WHAT YOU SHOULD DO
Copy each of the lines below that contains the string "query". Match uppercase and lowercase letters as given.
··········
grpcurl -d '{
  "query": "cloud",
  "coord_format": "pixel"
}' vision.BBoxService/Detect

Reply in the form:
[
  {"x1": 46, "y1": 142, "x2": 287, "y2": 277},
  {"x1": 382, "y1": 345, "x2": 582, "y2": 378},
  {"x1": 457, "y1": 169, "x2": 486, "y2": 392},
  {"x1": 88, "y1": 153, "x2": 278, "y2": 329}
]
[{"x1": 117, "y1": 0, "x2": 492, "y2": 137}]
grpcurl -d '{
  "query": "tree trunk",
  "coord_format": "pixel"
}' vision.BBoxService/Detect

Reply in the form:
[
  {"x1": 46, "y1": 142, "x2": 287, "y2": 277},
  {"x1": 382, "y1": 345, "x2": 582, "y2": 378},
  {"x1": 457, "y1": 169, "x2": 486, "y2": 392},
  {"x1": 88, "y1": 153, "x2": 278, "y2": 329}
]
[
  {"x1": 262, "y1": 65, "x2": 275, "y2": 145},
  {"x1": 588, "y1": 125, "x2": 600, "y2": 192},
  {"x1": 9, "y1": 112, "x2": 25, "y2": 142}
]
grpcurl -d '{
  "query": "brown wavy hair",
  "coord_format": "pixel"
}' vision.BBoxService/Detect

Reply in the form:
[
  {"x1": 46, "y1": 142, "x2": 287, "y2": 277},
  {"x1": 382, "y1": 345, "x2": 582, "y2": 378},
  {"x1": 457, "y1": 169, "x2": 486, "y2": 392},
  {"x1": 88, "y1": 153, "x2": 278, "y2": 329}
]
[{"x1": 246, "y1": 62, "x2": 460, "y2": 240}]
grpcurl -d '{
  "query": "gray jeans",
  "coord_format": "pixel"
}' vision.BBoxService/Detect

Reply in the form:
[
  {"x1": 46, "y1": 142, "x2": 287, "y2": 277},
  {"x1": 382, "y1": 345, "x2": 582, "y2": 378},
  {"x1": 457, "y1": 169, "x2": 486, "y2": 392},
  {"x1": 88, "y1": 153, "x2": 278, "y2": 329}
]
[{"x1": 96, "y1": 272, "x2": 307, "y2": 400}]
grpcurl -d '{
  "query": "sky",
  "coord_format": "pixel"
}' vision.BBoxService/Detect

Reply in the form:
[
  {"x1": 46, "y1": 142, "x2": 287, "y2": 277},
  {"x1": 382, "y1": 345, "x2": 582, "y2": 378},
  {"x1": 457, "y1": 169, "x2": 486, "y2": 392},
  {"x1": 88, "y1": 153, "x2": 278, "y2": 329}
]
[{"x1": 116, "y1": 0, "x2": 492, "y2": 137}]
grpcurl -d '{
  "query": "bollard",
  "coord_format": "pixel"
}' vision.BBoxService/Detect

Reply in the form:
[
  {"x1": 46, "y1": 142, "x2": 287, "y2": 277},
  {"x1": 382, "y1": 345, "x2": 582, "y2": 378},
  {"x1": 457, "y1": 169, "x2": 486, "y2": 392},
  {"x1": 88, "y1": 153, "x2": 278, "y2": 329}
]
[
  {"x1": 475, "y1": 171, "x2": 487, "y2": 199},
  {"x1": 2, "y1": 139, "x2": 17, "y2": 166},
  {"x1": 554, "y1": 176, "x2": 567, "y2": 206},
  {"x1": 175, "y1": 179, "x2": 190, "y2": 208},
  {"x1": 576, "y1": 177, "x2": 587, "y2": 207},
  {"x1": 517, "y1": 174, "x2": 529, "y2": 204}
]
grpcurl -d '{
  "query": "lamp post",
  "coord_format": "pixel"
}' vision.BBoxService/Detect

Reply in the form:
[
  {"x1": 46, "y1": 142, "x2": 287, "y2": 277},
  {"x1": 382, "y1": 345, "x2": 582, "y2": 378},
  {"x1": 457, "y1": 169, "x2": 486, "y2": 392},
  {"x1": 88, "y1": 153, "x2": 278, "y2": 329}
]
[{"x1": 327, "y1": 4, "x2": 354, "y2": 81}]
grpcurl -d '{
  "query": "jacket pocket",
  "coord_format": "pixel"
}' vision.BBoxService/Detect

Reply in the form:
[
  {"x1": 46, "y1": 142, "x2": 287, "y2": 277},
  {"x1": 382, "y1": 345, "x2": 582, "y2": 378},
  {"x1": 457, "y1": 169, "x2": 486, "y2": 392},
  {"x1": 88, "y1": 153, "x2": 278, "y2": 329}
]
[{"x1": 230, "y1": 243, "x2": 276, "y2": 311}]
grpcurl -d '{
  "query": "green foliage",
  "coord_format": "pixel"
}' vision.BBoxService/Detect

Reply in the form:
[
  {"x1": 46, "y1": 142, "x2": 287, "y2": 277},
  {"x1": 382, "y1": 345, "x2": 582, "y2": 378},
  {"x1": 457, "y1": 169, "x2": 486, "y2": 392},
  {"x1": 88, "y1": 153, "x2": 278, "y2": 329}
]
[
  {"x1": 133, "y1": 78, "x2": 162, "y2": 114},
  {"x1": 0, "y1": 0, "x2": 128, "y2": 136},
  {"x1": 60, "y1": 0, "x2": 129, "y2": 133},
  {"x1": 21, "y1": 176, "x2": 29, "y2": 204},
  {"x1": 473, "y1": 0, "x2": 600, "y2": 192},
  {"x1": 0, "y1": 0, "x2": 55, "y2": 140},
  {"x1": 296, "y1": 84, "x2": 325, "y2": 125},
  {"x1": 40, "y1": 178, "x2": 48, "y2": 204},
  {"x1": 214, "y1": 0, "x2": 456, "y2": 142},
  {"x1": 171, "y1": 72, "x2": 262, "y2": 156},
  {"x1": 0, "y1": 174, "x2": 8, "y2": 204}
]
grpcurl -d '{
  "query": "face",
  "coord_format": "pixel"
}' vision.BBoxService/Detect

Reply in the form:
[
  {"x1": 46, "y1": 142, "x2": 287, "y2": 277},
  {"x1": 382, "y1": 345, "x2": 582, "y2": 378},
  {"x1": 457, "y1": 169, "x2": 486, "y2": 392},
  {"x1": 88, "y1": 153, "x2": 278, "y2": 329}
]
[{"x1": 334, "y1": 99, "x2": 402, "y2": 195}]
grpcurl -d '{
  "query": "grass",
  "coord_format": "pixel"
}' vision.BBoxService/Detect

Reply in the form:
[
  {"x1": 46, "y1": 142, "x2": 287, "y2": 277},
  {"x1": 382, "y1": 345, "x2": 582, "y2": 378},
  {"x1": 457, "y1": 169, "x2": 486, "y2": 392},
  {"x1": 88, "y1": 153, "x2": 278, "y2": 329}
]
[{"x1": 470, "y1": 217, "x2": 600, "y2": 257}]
··········
SOLVED PROBLEM
  "query": "cloud",
  "query": "tree trunk",
  "query": "brown wavy hair",
  "query": "gray jeans",
  "query": "sky",
  "query": "bollard",
  "query": "lamp post",
  "query": "jacket pocket",
  "query": "green foliage",
  "query": "face",
  "query": "grass",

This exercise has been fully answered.